#### EXERCISE REQUIREMENTS:
Extract from the listing below every line that contains the string "clicks", matching case exactly.

***

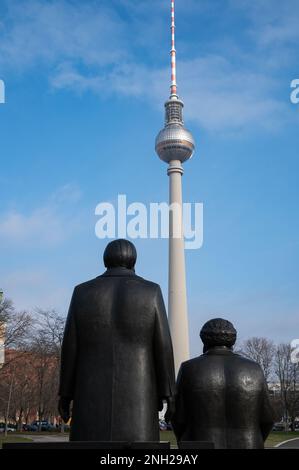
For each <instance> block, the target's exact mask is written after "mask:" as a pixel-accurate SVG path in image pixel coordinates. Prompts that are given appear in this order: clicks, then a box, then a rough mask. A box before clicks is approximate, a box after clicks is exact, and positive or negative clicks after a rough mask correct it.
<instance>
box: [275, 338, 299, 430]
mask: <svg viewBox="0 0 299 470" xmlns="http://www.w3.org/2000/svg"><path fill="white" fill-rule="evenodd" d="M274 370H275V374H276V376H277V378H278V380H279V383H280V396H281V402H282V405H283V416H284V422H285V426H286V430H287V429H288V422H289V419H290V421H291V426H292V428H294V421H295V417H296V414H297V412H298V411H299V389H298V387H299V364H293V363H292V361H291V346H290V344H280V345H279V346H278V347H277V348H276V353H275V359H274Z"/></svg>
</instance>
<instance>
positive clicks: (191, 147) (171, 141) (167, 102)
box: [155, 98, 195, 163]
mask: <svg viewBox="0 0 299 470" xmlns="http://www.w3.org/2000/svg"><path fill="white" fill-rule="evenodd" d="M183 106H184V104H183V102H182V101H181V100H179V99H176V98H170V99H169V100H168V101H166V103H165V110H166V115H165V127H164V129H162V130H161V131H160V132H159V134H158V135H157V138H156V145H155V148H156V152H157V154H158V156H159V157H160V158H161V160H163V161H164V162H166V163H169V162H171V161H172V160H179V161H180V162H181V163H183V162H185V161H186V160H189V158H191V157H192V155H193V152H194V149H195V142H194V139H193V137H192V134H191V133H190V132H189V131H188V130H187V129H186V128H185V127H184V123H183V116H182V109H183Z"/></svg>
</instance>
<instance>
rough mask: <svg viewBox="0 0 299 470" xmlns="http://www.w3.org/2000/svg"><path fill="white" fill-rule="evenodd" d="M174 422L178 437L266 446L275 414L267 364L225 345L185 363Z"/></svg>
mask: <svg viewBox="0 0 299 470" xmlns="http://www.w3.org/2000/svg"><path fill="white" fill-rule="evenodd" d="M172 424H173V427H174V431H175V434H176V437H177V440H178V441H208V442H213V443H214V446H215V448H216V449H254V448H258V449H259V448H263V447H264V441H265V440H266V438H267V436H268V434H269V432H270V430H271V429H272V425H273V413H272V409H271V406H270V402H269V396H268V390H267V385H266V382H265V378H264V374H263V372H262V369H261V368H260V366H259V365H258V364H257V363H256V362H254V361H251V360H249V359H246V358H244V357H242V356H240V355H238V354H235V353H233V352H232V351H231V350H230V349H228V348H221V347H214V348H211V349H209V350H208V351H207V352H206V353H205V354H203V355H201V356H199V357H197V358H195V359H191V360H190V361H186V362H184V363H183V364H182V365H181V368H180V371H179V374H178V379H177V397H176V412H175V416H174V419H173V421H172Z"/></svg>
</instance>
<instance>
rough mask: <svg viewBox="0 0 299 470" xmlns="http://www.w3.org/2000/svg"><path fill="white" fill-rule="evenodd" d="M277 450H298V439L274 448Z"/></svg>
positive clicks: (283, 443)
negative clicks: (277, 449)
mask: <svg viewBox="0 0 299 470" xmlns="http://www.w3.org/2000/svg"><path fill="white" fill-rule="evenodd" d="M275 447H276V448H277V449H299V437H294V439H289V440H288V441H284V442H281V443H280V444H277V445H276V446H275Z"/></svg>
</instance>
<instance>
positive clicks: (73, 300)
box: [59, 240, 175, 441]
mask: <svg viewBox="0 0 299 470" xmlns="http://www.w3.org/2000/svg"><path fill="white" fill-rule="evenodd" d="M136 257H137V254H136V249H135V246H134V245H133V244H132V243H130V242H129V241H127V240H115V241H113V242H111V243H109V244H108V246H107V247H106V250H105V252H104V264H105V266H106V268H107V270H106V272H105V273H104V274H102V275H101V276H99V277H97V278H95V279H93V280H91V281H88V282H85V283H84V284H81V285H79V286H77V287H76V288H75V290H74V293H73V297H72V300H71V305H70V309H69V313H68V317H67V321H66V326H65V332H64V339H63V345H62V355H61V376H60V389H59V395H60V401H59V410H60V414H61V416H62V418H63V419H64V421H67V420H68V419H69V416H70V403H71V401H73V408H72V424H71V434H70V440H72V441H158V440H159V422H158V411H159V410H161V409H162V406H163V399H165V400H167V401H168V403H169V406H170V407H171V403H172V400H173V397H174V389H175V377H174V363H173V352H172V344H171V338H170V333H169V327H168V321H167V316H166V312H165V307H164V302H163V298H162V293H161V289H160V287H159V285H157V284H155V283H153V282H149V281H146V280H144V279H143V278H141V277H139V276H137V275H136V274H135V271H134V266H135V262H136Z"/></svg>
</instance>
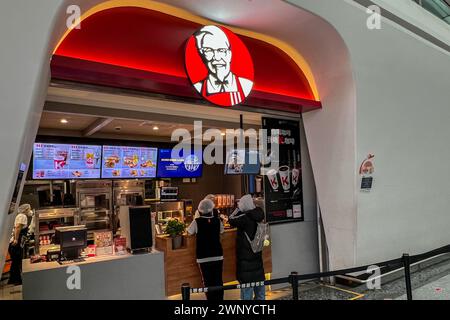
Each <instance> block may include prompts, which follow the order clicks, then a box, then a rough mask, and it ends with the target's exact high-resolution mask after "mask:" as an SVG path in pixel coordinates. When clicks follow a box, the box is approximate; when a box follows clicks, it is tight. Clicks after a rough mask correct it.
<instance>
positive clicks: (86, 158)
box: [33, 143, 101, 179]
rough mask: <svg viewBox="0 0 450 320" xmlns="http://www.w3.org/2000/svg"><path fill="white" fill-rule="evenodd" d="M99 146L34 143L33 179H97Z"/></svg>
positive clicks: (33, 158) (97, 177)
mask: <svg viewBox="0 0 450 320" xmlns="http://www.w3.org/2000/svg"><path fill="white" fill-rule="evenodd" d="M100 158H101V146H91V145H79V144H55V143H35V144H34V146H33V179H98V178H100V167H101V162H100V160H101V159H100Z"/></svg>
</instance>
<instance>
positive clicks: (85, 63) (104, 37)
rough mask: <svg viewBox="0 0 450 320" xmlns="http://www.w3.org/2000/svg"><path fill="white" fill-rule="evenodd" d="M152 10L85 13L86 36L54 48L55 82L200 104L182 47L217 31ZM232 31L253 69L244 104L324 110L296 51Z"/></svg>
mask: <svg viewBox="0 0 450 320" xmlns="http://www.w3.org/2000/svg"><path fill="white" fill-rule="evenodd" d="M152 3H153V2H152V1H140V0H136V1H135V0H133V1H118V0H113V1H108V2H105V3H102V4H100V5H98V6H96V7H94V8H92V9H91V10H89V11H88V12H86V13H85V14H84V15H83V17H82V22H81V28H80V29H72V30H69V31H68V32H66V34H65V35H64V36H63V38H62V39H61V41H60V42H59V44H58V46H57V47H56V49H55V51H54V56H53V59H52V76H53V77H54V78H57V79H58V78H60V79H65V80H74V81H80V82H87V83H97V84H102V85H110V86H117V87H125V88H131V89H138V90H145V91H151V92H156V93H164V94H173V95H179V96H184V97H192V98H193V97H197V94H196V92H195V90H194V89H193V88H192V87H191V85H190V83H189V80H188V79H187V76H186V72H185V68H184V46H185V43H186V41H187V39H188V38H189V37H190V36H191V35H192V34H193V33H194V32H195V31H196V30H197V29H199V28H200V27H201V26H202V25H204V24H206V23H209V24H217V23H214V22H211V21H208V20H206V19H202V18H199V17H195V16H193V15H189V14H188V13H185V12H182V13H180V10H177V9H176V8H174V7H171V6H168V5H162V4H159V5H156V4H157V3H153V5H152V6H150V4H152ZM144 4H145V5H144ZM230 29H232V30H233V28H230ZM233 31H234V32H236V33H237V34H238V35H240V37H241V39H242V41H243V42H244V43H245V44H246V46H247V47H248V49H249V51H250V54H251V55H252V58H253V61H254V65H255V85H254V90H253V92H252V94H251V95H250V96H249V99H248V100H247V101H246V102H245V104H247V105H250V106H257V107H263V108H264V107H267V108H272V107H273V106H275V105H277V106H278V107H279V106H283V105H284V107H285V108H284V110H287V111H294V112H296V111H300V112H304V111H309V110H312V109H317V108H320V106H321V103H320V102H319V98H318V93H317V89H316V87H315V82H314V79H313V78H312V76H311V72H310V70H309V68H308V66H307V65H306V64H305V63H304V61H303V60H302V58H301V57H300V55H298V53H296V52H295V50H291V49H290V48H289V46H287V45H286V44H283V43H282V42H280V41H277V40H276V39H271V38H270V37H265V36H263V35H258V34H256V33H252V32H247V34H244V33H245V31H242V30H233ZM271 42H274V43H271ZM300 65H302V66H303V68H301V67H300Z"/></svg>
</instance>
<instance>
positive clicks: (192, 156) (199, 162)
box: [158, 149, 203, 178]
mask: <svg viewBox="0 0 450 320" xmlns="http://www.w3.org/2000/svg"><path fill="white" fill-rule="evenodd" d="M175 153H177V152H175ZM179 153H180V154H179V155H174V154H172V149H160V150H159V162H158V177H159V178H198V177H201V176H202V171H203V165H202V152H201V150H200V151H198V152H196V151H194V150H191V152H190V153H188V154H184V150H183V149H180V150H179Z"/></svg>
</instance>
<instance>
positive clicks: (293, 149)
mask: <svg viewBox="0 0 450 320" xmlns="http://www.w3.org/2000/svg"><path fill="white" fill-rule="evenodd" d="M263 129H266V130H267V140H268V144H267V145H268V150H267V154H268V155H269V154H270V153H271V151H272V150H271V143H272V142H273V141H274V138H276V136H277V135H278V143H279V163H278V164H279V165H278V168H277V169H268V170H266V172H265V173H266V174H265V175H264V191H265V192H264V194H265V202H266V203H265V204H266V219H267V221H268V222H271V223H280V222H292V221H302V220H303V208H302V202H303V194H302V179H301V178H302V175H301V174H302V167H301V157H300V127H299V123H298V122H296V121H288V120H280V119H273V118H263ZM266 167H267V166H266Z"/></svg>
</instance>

***

#### EXERCISE RESULT:
For each <instance> block, the target's exact mask is written after "mask:" as a pixel-accurate SVG path in image pixel coordinates. Prompts that are given appear in this order: clicks, then a box, then a rough mask. A box before clicks is approximate, a box after clicks is exact, and positive or negative clicks after a rough mask correct it.
positive clicks: (191, 147) (171, 141) (167, 102)
positive clicks: (283, 443)
negative clicks: (277, 449)
positive clicks: (73, 300)
Each <instance> block may include prompts, which follow the order clicks, then a box, then a rough mask, and it ends with the target's exact high-resolution mask after "mask:" as an SVG path in pixel coordinates. When clicks follow a box, the box is approximate; when a box follows clicks, it is tight. Clicks after a rough mask correct it.
positive clicks: (86, 158)
positive clicks: (33, 158) (97, 177)
positive clicks: (85, 63) (104, 37)
positive clicks: (192, 156) (199, 162)
positive clicks: (293, 149)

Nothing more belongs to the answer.